Quatre collégiens de Vitry-sur-Seine
racontent à Mediapart leur arrestation, les coups, les insultes et la
garde à vue injustifiée de trois d’entre eux, il y a deux semaines. Les
familles portent plainte auprès du parquet de Créteil. Enquête ouverte.
Au moment où le gouvernement admet enfin l’existence du problème, une
nouvelle affaire de violences policières et d’insultes racistes et
homophobes va être portée à la connaissance de la justice. Cette
fois-ci, les victimes sont quatre jeunes mineurs, élèves de troisième
âgés, de 14 à 15 ans, domiciliés à Vitry-sur-Seine (Val-de-Marne). Deux
sont d’origine maghrébine, l’un est noir, le quatrième blanc aux cheveux
bruns. Ils viennent de subir une arrestation, ont été menottés,
humiliés, menacés, insultés, l’un a été giflé, les trois autres ont
passé plus de 24 heures en garde à vue avant d’être mis hors de cause,
selon des informations obtenues par Mediapart et France Inter.
Quatre plaintes pour des faits de « détention arbitraire », « injures à caractère raciste et homophobe », « discriminations », et « violences volontaires par personnes dépositaires de l’autorité publique » ont été adressées lundi 8 juin au parquet de Créteil par Jérôme Karsenti, l’avocat des familles. Une double enquête administrative (l’une sur les injures racistes, l’autre sur les droits en garde à vue) a déjà été ouverte par la préfecture du Val-de-Marne, alertée par la députée Mathilde Panot (LFI).

-*-*-

**ACTIONS À MENER**
- a) Relevez dans le texte tous les faits visés par les plaintes adressées au parquet de Créteil.
- b) Reproduisez à l'identique le passage du texte qui va de « Au moment où » jusqu'à « et France Inter. ».
Vous n'aurez pas besoin de la liste pour ce travail.

**DONNÉES FOURNIES**
-*-*-

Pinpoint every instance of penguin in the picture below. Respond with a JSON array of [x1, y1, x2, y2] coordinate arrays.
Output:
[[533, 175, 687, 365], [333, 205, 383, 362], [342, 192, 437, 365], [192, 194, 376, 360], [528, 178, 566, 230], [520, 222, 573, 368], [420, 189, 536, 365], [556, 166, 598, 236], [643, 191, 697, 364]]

-*-*-

**RÉSULTATS OBTENUS**
- a)
- détention arbitraire
- injures à caractère raciste et homophobe
- discriminations
- violences volontaires par personnes dépositaires de l'autorité publique

- b)
Au moment où le gouvernement admet enfin l’existence du problème, une
nouvelle affaire de violences policières et d’insultes racistes et
homophobes va être portée à la connaissance de la justice. Cette
fois-ci, les victimes sont quatre jeunes mineurs, élèves de troisième
âgés, de 14 à 15 ans, domiciliés à Vitry-sur-Seine (Val-de-Marne). Deux
sont d’origine maghrébine, l’un est noir, le quatrième blanc aux cheveux
bruns. Ils viennent de subir une arrestation, ont été menottés,
humiliés, menacés, insultés, l’un a été giflé, les trois autres ont
passé plus de 24 heures en garde à vue avant d’être mis hors de cause,
selon des informations obtenues par Mediapart et France Inter.